**Task to carry out**
Please repeat every record below exactly as written, but leave out the pictures.

────────────────

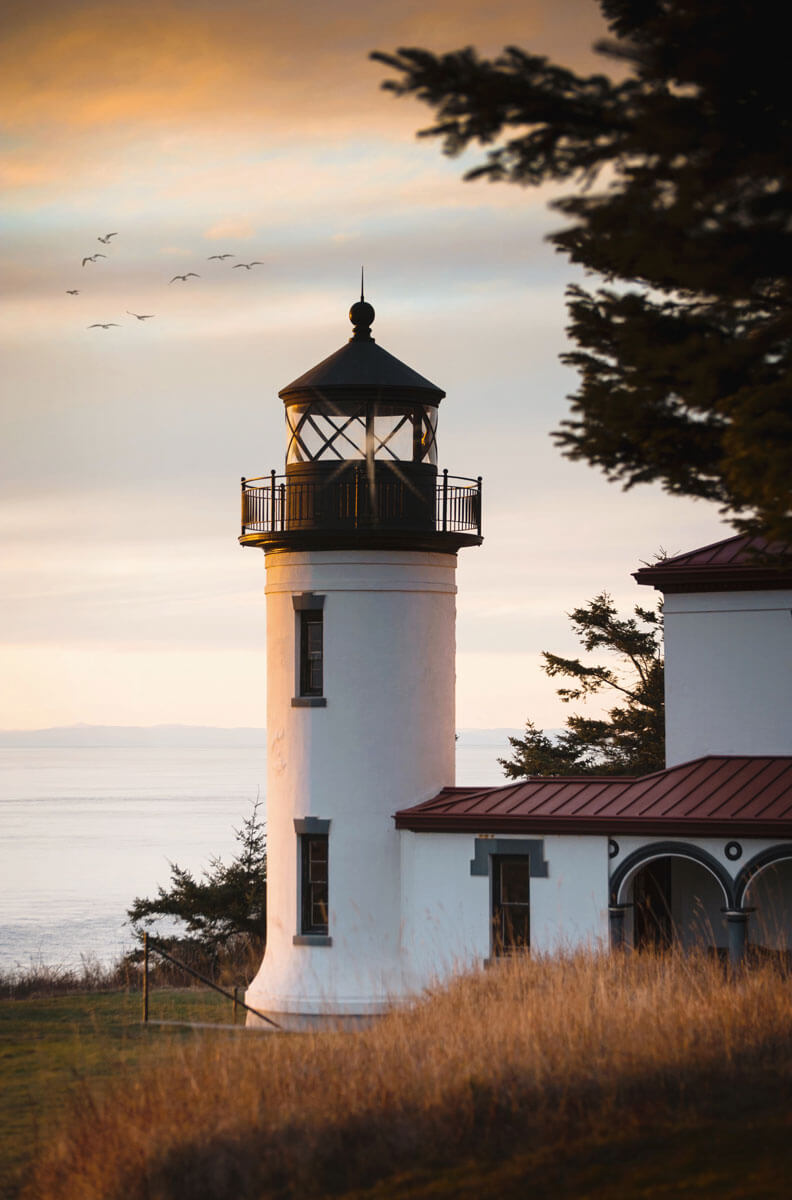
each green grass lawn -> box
[0,988,238,1199]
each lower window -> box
[301,834,329,935]
[492,855,531,955]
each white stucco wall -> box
[247,549,458,1021]
[664,589,792,766]
[399,831,609,989]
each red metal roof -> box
[634,535,792,593]
[394,757,792,837]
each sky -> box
[1,0,730,733]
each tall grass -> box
[1,938,260,1000]
[25,949,792,1199]
[0,956,136,1000]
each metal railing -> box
[241,469,482,538]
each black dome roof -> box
[278,303,445,404]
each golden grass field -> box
[15,948,792,1199]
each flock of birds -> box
[67,232,266,330]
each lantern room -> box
[240,297,482,553]
[284,301,439,471]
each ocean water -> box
[0,742,509,972]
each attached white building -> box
[240,298,792,1029]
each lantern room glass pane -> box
[286,404,439,465]
[286,405,366,464]
[418,408,438,465]
[372,414,412,461]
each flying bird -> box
[232,261,264,270]
[127,311,155,320]
[82,253,106,266]
[207,253,234,260]
[88,323,119,329]
[98,233,118,244]
[66,289,80,295]
[169,273,200,283]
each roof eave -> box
[278,383,445,406]
[394,814,792,837]
[633,566,792,593]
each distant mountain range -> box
[0,724,524,748]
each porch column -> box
[608,904,630,951]
[723,909,750,967]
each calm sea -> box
[0,743,509,972]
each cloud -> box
[1,0,610,191]
[204,219,256,240]
[3,0,727,732]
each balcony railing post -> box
[442,468,448,532]
[476,476,483,538]
[279,482,285,531]
[354,465,360,529]
[240,477,246,537]
[270,469,277,533]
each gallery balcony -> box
[239,467,483,554]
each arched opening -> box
[624,854,730,954]
[742,857,792,961]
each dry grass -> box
[1,938,261,1000]
[24,949,792,1199]
[0,956,137,1000]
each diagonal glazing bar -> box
[317,411,367,458]
[371,413,411,460]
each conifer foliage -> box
[374,1,792,541]
[499,592,664,777]
[127,800,267,957]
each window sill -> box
[293,934,333,947]
[291,697,327,708]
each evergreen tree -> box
[374,1,792,542]
[127,799,267,957]
[499,592,664,778]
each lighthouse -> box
[240,295,482,1029]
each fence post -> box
[270,469,277,532]
[442,469,448,532]
[142,932,149,1023]
[233,986,240,1024]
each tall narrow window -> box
[301,834,329,935]
[299,610,323,696]
[292,593,325,707]
[492,855,531,955]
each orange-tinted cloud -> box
[3,1,608,137]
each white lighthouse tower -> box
[240,295,482,1028]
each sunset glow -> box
[1,0,728,731]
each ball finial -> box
[349,299,375,339]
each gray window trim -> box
[292,934,333,947]
[470,837,549,878]
[292,592,325,611]
[294,818,331,835]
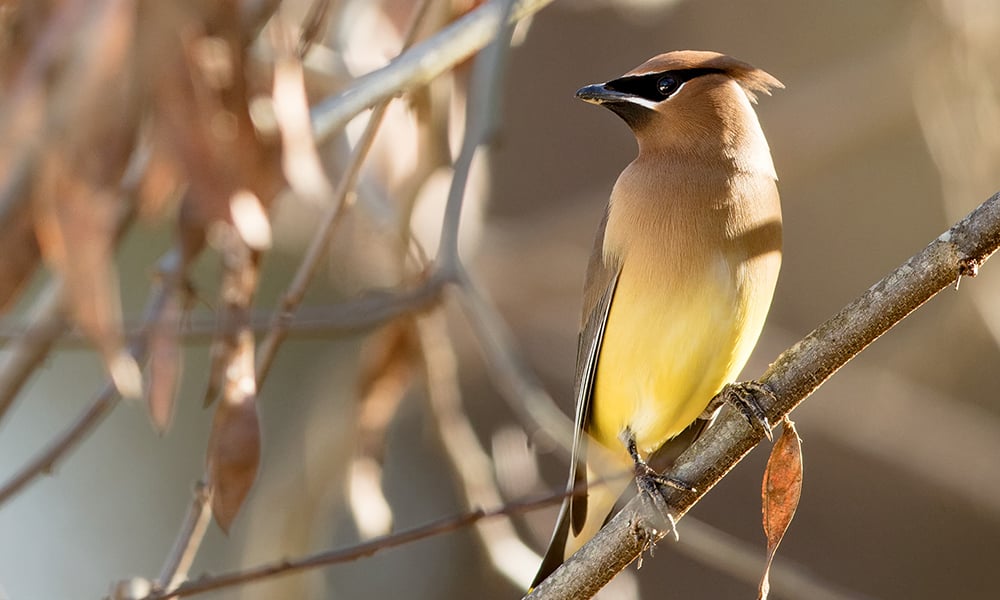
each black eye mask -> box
[604,68,725,102]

────────────────

**Solution to this task**
each green grass lawn -> box
[0,988,238,1199]
each lower window -> box
[301,834,329,935]
[492,855,531,955]
each white stucco wall -> box
[247,549,458,1021]
[664,589,792,766]
[399,831,609,989]
each red metal roof -> box
[634,535,792,593]
[394,757,792,837]
each sky -> box
[1,0,730,733]
each tall grass -> box
[1,938,260,1000]
[25,949,792,1199]
[0,956,136,1000]
each metal railing -> box
[241,469,482,538]
each black dome roof -> box
[278,303,445,404]
each golden grass field -> box
[15,948,792,1199]
each flock of birds -> box
[67,232,266,330]
each lantern room -> box
[240,297,482,553]
[284,301,439,471]
each ocean water -> box
[0,742,509,972]
each attached white building -> box
[240,298,792,1029]
each lantern room glass pane -> box
[286,404,439,465]
[286,405,366,464]
[418,408,438,465]
[372,414,412,461]
each flying bird -> box
[232,261,264,270]
[127,311,155,320]
[82,253,106,266]
[207,253,234,260]
[88,323,119,329]
[98,233,118,244]
[66,289,80,295]
[169,273,200,283]
each roof eave -> box
[278,383,445,406]
[394,814,792,837]
[633,566,792,593]
each distant mountain range -> box
[0,724,524,748]
each porch column -> box
[608,904,630,951]
[723,909,750,967]
each calm sea -> box
[0,743,509,972]
each cloud -> box
[1,0,610,191]
[204,219,256,240]
[3,0,727,732]
each balcony railing post -> box
[442,468,448,532]
[476,476,483,538]
[279,482,285,531]
[354,465,360,529]
[240,477,246,537]
[270,469,277,533]
each gallery balcony -> box
[239,467,483,554]
each arched opening -> box
[624,854,730,954]
[742,857,792,961]
each dry grass -> box
[1,938,261,1000]
[24,949,792,1199]
[0,956,137,1000]
each diagonal glazing bar -> box
[317,411,367,458]
[371,413,411,460]
each conifer foliage -> box
[374,1,792,541]
[499,592,664,777]
[127,800,267,957]
each window sill -> box
[293,934,333,947]
[291,697,327,708]
each evergreen tree -> box
[374,1,792,542]
[127,799,267,957]
[499,592,664,778]
each lighthouse -> box
[240,295,482,1029]
each fence post -> box
[270,469,277,532]
[442,469,448,532]
[142,932,149,1023]
[233,986,240,1024]
each tall narrow window -> box
[301,834,329,935]
[299,610,323,696]
[292,593,325,707]
[492,855,531,955]
each orange-tinted cloud -> box
[3,1,608,137]
each white lighthouse tower -> box
[240,295,482,1028]
each sunset glow -> box
[1,0,728,731]
each ball finial -> box
[349,299,375,339]
each gray window trim -> box
[292,934,333,947]
[470,837,549,878]
[292,592,325,611]
[294,818,331,835]
each black eye mask -> box
[604,68,725,102]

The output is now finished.